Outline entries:
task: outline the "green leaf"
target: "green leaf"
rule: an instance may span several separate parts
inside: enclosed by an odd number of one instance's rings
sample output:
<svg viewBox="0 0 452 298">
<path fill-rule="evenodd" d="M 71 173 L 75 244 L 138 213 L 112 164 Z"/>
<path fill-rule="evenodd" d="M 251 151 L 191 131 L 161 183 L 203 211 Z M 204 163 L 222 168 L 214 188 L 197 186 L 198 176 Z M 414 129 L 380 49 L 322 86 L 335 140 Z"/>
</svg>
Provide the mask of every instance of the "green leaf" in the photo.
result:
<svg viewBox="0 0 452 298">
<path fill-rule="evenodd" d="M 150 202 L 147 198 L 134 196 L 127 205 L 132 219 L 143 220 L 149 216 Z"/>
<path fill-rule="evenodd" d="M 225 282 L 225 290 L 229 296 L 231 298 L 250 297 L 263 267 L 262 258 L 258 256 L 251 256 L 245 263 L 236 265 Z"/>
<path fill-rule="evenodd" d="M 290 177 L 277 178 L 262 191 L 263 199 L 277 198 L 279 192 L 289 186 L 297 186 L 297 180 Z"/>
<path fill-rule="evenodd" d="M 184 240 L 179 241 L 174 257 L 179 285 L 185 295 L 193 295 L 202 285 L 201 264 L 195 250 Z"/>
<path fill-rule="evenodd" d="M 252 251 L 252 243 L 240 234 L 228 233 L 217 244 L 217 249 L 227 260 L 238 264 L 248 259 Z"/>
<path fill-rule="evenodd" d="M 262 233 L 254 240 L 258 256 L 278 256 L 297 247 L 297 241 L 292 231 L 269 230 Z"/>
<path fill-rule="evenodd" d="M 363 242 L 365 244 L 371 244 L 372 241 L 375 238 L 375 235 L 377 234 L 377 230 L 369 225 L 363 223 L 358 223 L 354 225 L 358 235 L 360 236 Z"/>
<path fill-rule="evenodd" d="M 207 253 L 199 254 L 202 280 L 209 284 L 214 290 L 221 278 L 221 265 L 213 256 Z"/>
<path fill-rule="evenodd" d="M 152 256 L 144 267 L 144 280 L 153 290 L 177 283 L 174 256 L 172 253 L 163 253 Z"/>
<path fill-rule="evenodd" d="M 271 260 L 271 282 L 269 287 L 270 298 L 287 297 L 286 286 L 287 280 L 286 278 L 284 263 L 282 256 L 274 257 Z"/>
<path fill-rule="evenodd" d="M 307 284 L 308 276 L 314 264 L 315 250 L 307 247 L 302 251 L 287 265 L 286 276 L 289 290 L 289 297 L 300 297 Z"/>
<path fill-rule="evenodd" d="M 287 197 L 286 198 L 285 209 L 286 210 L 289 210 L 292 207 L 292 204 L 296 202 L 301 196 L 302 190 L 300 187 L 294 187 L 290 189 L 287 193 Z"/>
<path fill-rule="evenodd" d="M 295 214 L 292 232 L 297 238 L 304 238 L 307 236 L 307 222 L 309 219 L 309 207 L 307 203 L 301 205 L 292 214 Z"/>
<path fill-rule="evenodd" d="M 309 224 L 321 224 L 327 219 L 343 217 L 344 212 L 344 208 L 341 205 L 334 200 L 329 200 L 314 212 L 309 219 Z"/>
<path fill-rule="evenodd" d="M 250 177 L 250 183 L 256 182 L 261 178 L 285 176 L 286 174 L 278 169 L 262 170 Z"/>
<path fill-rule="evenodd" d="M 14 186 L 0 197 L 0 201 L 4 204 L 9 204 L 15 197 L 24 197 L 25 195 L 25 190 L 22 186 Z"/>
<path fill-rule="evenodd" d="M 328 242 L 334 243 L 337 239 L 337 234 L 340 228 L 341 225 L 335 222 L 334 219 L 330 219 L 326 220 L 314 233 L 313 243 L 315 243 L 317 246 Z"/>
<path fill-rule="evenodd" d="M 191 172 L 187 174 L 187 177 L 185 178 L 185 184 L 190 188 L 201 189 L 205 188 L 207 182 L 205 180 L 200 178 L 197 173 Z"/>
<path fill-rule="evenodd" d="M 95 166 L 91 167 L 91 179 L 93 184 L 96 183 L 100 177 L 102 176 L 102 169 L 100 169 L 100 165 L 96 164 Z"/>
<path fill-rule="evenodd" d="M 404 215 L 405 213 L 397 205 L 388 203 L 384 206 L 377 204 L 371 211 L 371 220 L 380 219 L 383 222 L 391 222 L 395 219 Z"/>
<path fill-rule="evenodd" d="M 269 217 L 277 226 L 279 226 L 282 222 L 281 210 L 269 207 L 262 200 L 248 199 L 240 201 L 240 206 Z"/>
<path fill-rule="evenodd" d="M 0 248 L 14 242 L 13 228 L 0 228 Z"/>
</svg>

*Exercise*.
Rewrite the entries above, changing each "green leaf" to "yellow leaf" and leaving every other part as it stands.

*Solution for this task*.
task: outline the "yellow leaf"
target: "yellow leaf"
rule: an instance may span several separate parts
inside: enclosed by an odd number of one instance's rings
sample output:
<svg viewBox="0 0 452 298">
<path fill-rule="evenodd" d="M 71 173 L 75 244 L 138 213 L 112 164 Z"/>
<path fill-rule="evenodd" d="M 251 151 L 191 131 L 161 183 L 203 211 Z M 204 163 L 222 168 L 214 188 L 197 186 L 198 176 Z M 414 129 L 380 49 L 322 86 L 335 140 Z"/>
</svg>
Provide the mask of every instance of the "yellow leaf" in the photo.
result:
<svg viewBox="0 0 452 298">
<path fill-rule="evenodd" d="M 150 202 L 147 198 L 134 196 L 127 205 L 132 219 L 143 220 L 149 216 Z"/>
<path fill-rule="evenodd" d="M 225 282 L 225 290 L 229 296 L 231 298 L 250 297 L 263 267 L 262 258 L 258 256 L 251 256 L 245 263 L 236 265 Z"/>
<path fill-rule="evenodd" d="M 290 177 L 277 178 L 262 191 L 263 199 L 277 198 L 279 192 L 289 186 L 297 186 L 297 180 Z"/>
<path fill-rule="evenodd" d="M 184 240 L 179 241 L 174 257 L 179 285 L 185 295 L 193 295 L 202 285 L 201 264 L 195 250 Z"/>
<path fill-rule="evenodd" d="M 252 251 L 252 243 L 240 234 L 228 233 L 217 244 L 217 249 L 227 260 L 238 264 L 248 259 Z"/>
<path fill-rule="evenodd" d="M 262 233 L 254 240 L 258 256 L 278 256 L 297 247 L 297 241 L 292 231 L 269 230 Z"/>
<path fill-rule="evenodd" d="M 363 242 L 365 244 L 371 244 L 372 241 L 375 238 L 375 235 L 377 234 L 377 230 L 369 225 L 363 223 L 358 223 L 354 225 L 358 235 L 360 236 Z"/>
<path fill-rule="evenodd" d="M 207 253 L 199 254 L 202 280 L 209 284 L 214 290 L 221 278 L 221 265 L 213 256 Z"/>
<path fill-rule="evenodd" d="M 152 256 L 144 267 L 144 280 L 153 290 L 177 283 L 174 256 L 172 253 L 163 253 Z"/>
<path fill-rule="evenodd" d="M 271 260 L 271 282 L 269 287 L 270 298 L 287 297 L 286 286 L 287 280 L 286 278 L 284 263 L 282 256 L 274 257 Z"/>
<path fill-rule="evenodd" d="M 307 284 L 308 276 L 314 264 L 315 250 L 307 247 L 302 251 L 287 265 L 286 276 L 289 290 L 289 297 L 300 297 Z"/>
<path fill-rule="evenodd" d="M 287 197 L 286 198 L 285 209 L 286 210 L 289 210 L 292 207 L 292 204 L 296 202 L 301 196 L 302 190 L 300 187 L 294 187 L 290 189 L 287 193 Z"/>
<path fill-rule="evenodd" d="M 295 214 L 292 232 L 297 238 L 304 238 L 307 236 L 307 222 L 309 219 L 309 207 L 307 203 L 301 205 L 292 214 Z"/>
<path fill-rule="evenodd" d="M 309 224 L 321 224 L 327 219 L 343 217 L 344 212 L 344 208 L 341 205 L 334 200 L 329 200 L 314 212 L 309 219 Z"/>
<path fill-rule="evenodd" d="M 250 177 L 250 183 L 256 182 L 261 178 L 285 176 L 286 174 L 278 169 L 262 170 Z"/>
<path fill-rule="evenodd" d="M 14 186 L 0 197 L 0 201 L 4 204 L 9 204 L 15 197 L 24 197 L 25 195 L 25 190 L 22 186 Z"/>
<path fill-rule="evenodd" d="M 328 242 L 334 243 L 337 239 L 337 234 L 340 228 L 341 225 L 335 222 L 334 219 L 330 219 L 326 220 L 314 233 L 313 243 L 315 243 L 317 246 Z"/>
<path fill-rule="evenodd" d="M 191 172 L 187 174 L 187 177 L 185 178 L 185 184 L 190 188 L 201 189 L 205 188 L 207 182 L 205 180 L 200 178 L 197 173 Z"/>
<path fill-rule="evenodd" d="M 95 166 L 91 167 L 91 179 L 93 184 L 96 183 L 100 177 L 102 176 L 102 169 L 100 169 L 100 165 L 96 164 Z"/>
<path fill-rule="evenodd" d="M 404 215 L 405 213 L 397 205 L 388 203 L 384 206 L 377 204 L 371 211 L 371 220 L 380 219 L 383 222 L 391 222 L 395 219 Z"/>
<path fill-rule="evenodd" d="M 269 217 L 277 226 L 279 226 L 282 222 L 281 210 L 269 207 L 262 200 L 248 199 L 240 201 L 240 206 Z"/>
<path fill-rule="evenodd" d="M 0 248 L 14 242 L 13 228 L 0 228 Z"/>
</svg>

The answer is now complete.